Work to do: Please write out all of the rows below word for word, without the pictures.

Data entries:
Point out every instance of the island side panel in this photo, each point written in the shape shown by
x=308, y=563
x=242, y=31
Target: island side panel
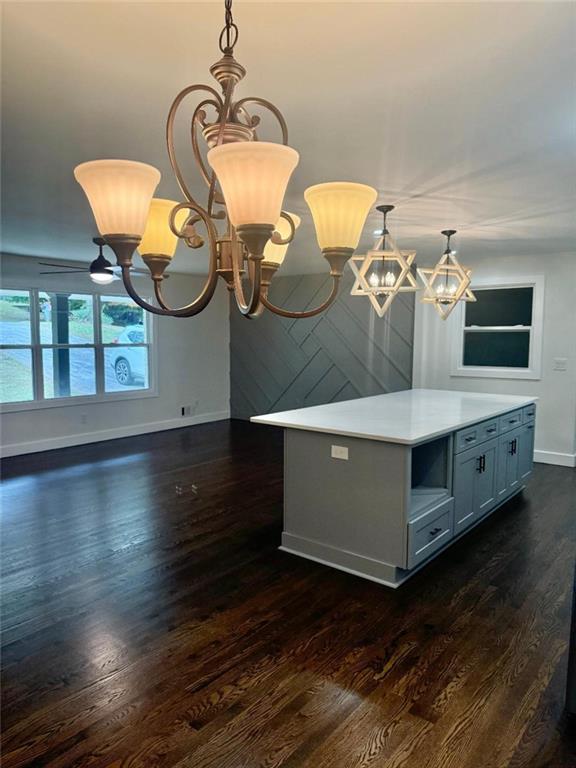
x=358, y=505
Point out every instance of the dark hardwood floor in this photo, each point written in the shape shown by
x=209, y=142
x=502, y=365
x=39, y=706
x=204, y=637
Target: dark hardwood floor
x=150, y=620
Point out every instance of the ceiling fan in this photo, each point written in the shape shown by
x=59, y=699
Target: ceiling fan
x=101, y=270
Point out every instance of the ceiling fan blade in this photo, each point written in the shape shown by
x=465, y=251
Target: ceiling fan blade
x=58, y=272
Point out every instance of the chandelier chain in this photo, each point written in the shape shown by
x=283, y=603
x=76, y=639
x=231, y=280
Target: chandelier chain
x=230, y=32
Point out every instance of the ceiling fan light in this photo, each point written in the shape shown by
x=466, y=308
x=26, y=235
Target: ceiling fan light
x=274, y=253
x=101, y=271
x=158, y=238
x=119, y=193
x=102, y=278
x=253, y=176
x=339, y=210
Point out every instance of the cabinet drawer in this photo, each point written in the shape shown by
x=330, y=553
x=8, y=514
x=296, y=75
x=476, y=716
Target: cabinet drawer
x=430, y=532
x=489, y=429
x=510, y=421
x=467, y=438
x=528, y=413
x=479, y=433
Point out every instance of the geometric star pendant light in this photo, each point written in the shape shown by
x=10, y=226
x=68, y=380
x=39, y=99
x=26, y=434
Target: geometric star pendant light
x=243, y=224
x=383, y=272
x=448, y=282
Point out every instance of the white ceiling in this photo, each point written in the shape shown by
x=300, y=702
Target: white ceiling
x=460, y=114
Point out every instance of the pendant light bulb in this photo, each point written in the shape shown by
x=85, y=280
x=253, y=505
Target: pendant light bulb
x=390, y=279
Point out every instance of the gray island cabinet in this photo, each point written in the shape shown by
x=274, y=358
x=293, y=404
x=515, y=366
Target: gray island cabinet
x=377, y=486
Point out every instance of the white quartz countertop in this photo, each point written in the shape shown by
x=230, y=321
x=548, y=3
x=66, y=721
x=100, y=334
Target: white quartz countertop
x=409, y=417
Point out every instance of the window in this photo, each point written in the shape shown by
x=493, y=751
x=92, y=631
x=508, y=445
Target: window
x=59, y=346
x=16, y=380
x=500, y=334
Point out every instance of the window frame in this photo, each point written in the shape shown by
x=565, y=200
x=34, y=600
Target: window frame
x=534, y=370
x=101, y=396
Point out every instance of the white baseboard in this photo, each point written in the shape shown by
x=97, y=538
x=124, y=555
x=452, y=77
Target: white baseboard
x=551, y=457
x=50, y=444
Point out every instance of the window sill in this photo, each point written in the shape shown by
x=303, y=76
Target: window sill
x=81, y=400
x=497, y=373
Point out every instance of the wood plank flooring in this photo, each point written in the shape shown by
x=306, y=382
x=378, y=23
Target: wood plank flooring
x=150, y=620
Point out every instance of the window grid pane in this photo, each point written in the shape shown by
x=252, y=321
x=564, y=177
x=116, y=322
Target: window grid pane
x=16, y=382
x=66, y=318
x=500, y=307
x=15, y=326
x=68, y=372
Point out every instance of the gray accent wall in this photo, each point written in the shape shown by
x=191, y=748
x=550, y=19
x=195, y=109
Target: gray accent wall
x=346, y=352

Written solution:
Point out every instance of the island side panel in this photo, each point written in the shape shown by
x=308, y=563
x=242, y=31
Target: island side panel
x=358, y=505
Point out every instance of the dark hardwood floor in this photo, each point written in the shape shown by
x=209, y=142
x=502, y=365
x=39, y=706
x=204, y=637
Target: dark hardwood floor
x=150, y=620
Point out every instance of the ceiling fan in this photo, each point written in the shape shown by
x=59, y=699
Target: ceiling fan
x=101, y=270
Point out every instance of the ceiling fan blade in this photo, each point written in the shape shown by
x=465, y=251
Target: ceiling fan blade
x=58, y=272
Point out every instance of the chandelier chain in this photo, each point written in the shape shown by
x=283, y=603
x=76, y=639
x=231, y=280
Target: chandelier chain
x=230, y=32
Point out every instance of the ceiling fan light in this photo, each point written in the shape shown by
x=466, y=308
x=26, y=235
Target: ceiling fan light
x=274, y=253
x=101, y=271
x=158, y=238
x=119, y=193
x=102, y=278
x=253, y=176
x=339, y=210
Point out every instance of the cabinet drawer in this photo, each point written in the shape shown by
x=330, y=553
x=8, y=514
x=296, y=75
x=476, y=716
Target: cabinet drawer
x=430, y=532
x=489, y=429
x=510, y=421
x=467, y=438
x=528, y=413
x=479, y=433
Point out every instance of the geometric star pendant light in this photo, each point written in the shape shown by
x=10, y=226
x=68, y=380
x=39, y=99
x=26, y=434
Target: geometric star pendant light
x=243, y=224
x=383, y=272
x=448, y=282
Point out every instance of the white ceiling in this photo, each point written in the shape shown by
x=300, y=702
Target: white ceiling
x=460, y=114
Point out every instance of the pendant light bulb in this photo, each point written in the shape shown by
x=85, y=280
x=253, y=505
Target: pendant light bulb
x=390, y=279
Point out every instance of the gray island cabinet in this photo, each point written in the shape shown by
x=274, y=358
x=293, y=404
x=515, y=366
Target: gray island cabinet
x=377, y=486
Point out every instance of the white quartz countertop in this photo, each point written in the shape shown by
x=230, y=321
x=548, y=3
x=66, y=721
x=100, y=334
Target: white quartz countertop
x=409, y=417
Point out every instance of the window in this photo, each point written in the shape shown by
x=493, y=751
x=92, y=631
x=508, y=445
Target: window
x=59, y=346
x=16, y=380
x=500, y=334
Point out every instance of the window frame in this photo, each point written in the shape shown by
x=565, y=200
x=34, y=600
Target: window frame
x=534, y=370
x=101, y=396
Point out every instance of the white baseboard in this photo, each point written in the shape shown by
x=97, y=538
x=124, y=555
x=452, y=77
Target: white baseboard
x=551, y=457
x=50, y=444
Point out every instance of the window sill in this photo, each point written in the shape shown by
x=303, y=76
Target: window sill
x=81, y=400
x=497, y=373
Point out every instance of the wood plank flooring in this photo, each point written in the shape shown by
x=306, y=382
x=378, y=23
Target: wood plank flooring
x=150, y=620
Point out every instance of the window grid pane in this photo, each point written in the shape shown by
x=252, y=321
x=564, y=177
x=116, y=322
Target: window grid pane
x=16, y=382
x=66, y=318
x=500, y=307
x=15, y=326
x=68, y=372
Point out every instance of the gray accent wall in this photo, each point written in the shape shown by
x=191, y=748
x=550, y=19
x=195, y=109
Target: gray accent wall
x=346, y=352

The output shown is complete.